## [Work to do]
**A)** Answer these questions from the Burger Breakout article:
(i) On what date does the pop-up launch?
(ii) Who supplies the dry-aged Cornish beef patty?
(iii) What were po' boys first used to carry?
**B)** Rename "punters" as "diners" and write out the Burger Breakout article again, everything from "In putting dab" down to "from this sandwich.".

## [Text segment]
On 22 July chef Dave Ahern (The Alex, The Ship & most recently Ben’s Canteen) is launching his first ever pop-up, Burger Breakout. With five different burgers on the menu and an expected 400+ covers, Dave’s going to need a strong team…
Fortunately Dave will be joined on the grill by master chef and peri-peri pedlar Grant Hawthorne and journalist-cum-chef Alex Watts. (Alex’s account of retraining as a chef after 40 is a must-read for anyone interested in the restaurant business and is available here)
There are five burgers on the menu, only one of them isn’t a burger; it’s a po’ boy filled with a golden fillet of battered dab, smoked gherkins and a tartare sauce laced with Grant’s African Volcano peri-peri sauce. It’s enough to send even the most hardened (softened, surely? Ed.) burger aficionado off course.
In putting dab on the menu, Dave is showing us punters how an unfashionable (some might say ugly) fish, which has almost become the by-product of a catch, can be transformed into a beautifully tasting dish. And with po’ boys (originally cheap vehicles for deep-fried oysters, of which Louisiana had a glut) hailing from the southern states of the USA, you can be sure to expect an element of heat from this sandwich.
Arguably the most conventional burger on the menu is a dry-aged Cornish beef patty from the Cornish Food Club, topped with smoked bacon, Cornish blue cheese and homemade whiskey mustard. Dave’s taken three classically paired ingredients and thrown American bourbon in for smokiness. “I’ve designed each burger so that every element works together. The whiskey works really well with beef, as does the mustard,” Dave explains, “even the coleslaw has horseradish and mustard through it, again to work with the flavours coming out of the burgers.”
“Every ingredient in each burger is there for a reason. I want people to come away from Burger Breakout having had a new experience, and to say that they liked it, and it worked.”

## [Raw records]
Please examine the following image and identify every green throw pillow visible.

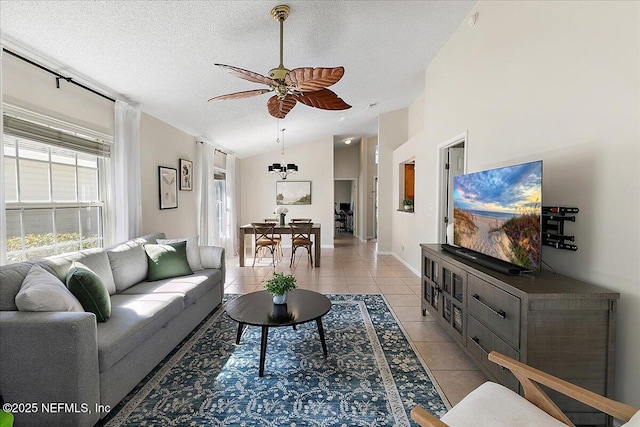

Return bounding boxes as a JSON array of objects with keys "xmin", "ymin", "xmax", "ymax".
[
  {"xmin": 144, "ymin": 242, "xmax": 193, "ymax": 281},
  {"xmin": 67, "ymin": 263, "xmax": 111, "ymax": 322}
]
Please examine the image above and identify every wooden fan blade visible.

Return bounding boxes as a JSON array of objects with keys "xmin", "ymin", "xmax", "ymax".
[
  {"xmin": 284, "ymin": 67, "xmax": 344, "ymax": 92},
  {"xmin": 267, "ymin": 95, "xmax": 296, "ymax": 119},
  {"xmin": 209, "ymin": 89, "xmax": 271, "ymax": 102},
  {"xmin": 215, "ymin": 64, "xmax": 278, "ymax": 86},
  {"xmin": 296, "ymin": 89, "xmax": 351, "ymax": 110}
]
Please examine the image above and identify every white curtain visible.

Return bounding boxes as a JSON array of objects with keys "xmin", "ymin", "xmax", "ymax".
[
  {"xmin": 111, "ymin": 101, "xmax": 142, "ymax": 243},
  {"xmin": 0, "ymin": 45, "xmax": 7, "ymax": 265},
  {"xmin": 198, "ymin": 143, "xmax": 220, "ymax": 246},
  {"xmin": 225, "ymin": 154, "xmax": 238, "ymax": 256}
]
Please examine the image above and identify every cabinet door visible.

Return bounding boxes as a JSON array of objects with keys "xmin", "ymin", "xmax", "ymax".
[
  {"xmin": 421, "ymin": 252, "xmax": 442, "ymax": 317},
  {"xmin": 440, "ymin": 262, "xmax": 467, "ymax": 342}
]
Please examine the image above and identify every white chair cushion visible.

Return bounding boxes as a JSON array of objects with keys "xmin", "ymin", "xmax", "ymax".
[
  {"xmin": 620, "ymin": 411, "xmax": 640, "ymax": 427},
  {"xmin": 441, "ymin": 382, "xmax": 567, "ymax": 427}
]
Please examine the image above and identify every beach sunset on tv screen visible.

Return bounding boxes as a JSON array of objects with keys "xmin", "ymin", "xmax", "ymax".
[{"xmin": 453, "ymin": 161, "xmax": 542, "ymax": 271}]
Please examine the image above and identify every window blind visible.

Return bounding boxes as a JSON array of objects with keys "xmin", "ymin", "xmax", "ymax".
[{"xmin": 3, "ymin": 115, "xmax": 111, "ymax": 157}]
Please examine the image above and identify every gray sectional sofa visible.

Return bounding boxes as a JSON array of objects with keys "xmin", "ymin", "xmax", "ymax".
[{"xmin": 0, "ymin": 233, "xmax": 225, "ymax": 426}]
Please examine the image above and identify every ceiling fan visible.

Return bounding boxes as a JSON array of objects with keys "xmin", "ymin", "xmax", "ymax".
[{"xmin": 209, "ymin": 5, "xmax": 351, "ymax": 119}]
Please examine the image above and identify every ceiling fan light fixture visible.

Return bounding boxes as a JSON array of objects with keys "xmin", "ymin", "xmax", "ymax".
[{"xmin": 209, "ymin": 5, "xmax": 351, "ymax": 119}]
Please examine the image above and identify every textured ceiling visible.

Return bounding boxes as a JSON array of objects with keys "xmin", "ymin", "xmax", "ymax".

## [Answer set]
**A)**
(i) 22 July
(ii) The Cornish Food Club
(iii) Deep-fried oysters

**B)**
In putting dab on the menu, Dave is showing us diners how an unfashionable (some might say ugly) fish, which has almost become the by-product of a catch, can be transformed into a beautifully tasting dish. And with po’ boys (originally cheap vehicles for deep-fried oysters, of which Louisiana had a glut) hailing from the southern states of the USA, you can be sure to expect an element of heat from this sandwich.